> _STATED GOAL 1_
In the passage about George Bush and class, what does the writer name as the root cause of Bush's attitude toward African-Americans?
> _STATED GOAL 2_
Continue the passage about George Bush and class from where it stops.

> _PASSAGE GIVEN_
>> Start
Perhaps the comment that has received some of the widest attention over the past few days, however, came from rapper Kanye West, who went off-script during a televised concert special in honor of hurricane victims. He said "George Bush doesn't care about Black people."
As do many other Americans, I certainly agree with Kanye West. But perhaps we need to dig further, and ask ourselves, what is the root cause of Bush's dismissiveness of the African-American community? It is racism, or something else at work here?
I don't believe that George Bush is a racist. Rather, I believe the issue of class is the root cause of George Bush's attitude towards African-Americans. He was born into a life of privilege, and at just about every stage of his life, has used his father's name to advance his cause, including avoiding the Vietnam War, and getting into Yale and Harvard Business School when he was a less than a stellar student.
Unlike the overwhelming majority of the African-American community, George Bush doesn't know what it is like to have to work hard and prove yourself in the work force. He doesn't understand what it is like to work two jobs and still live below the poverty line, because it hasn't been a part of his experience.
>> End
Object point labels
>> Start
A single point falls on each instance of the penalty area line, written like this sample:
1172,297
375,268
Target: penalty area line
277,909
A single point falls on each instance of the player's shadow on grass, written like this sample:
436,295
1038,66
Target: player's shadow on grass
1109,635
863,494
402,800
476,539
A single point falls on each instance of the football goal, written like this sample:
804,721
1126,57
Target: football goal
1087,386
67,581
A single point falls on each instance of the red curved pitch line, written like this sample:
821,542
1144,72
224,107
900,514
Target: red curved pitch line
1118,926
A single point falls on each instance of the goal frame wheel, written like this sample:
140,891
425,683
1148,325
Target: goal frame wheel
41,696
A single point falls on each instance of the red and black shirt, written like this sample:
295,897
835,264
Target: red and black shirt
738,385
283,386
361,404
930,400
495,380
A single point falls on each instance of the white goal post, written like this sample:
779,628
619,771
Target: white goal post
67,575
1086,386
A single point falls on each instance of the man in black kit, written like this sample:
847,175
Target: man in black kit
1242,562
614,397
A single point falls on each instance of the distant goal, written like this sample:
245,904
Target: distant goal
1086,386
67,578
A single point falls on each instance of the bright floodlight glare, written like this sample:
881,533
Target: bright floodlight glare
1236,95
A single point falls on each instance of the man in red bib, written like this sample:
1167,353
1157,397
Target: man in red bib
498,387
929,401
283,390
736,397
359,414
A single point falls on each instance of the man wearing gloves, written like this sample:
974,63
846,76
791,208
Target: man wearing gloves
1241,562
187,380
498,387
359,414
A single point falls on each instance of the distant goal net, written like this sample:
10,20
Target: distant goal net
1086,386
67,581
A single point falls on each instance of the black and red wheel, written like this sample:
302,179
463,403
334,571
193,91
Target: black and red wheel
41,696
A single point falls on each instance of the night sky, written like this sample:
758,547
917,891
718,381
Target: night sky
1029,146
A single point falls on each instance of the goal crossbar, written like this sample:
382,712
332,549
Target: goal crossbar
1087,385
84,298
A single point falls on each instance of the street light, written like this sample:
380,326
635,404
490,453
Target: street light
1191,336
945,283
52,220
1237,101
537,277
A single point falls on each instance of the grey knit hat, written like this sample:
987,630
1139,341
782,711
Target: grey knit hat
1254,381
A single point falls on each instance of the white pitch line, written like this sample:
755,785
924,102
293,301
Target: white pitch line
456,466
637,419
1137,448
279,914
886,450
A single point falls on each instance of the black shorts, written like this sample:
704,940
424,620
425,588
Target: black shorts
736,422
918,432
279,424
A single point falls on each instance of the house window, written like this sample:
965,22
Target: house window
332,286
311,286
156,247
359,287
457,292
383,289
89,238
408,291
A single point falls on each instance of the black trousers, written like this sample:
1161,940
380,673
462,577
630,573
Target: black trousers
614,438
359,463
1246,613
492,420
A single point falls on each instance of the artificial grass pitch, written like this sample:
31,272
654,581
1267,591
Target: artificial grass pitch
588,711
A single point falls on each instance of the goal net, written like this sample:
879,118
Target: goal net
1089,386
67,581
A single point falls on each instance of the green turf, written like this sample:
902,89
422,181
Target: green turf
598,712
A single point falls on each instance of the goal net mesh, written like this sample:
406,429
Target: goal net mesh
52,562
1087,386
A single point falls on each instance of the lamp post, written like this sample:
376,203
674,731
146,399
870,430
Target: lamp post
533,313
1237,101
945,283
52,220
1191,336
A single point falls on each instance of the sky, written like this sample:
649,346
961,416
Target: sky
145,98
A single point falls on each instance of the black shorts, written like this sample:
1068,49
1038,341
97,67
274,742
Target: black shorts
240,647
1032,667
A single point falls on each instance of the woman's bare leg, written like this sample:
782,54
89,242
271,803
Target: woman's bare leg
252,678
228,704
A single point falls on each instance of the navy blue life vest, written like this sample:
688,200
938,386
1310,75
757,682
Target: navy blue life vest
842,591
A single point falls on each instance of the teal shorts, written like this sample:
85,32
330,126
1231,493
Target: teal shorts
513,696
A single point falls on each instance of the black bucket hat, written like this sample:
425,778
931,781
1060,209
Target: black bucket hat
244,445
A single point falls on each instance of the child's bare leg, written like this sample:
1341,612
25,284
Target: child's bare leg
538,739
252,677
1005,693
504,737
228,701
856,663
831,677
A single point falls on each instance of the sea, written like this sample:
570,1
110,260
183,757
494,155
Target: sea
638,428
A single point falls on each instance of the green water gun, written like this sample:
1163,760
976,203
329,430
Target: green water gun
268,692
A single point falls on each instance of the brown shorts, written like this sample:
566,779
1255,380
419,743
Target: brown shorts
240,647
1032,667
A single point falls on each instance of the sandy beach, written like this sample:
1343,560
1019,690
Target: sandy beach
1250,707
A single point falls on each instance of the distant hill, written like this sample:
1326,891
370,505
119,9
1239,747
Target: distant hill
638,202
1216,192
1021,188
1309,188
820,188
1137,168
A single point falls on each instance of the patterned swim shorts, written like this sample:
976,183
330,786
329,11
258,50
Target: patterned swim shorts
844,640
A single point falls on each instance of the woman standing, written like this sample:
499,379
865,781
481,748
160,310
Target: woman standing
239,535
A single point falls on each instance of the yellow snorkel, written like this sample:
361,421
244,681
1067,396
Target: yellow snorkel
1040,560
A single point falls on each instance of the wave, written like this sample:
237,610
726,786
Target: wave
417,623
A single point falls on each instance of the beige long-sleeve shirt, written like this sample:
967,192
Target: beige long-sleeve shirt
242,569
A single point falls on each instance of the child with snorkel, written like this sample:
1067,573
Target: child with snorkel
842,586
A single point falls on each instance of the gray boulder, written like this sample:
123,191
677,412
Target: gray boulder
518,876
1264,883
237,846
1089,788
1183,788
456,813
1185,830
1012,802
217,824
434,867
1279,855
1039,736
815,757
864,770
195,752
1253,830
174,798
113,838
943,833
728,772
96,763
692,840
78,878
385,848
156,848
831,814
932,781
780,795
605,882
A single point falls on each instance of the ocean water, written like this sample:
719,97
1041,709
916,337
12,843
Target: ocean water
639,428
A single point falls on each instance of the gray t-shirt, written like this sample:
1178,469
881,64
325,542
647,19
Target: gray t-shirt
>> End
> _TASK ANSWER 1_
The issue of class, not racism.

> _TASK ANSWER 2_
And most importantly: he hasn't made an effort to understand these struggles.
In 1997, President Bill Clinton established a blue-ribbon commission to study race relations in America, headed by Dr. John Hope Franklin. As he left office, President Clinton provided the Congress and the incoming administration with a 26-page report that outlined where he thought we were as a country in terms of "building one America," and where he thought we needed to go.
Sadly but not unexpectedly, the Republican-controlled Congress and Bush White House never acted upon President Clinton's recommendations.
Perhaps the tragedy born out of Hurricane Katrina will afford us the opportunity to have a long-overdue conversation on race relations in this country.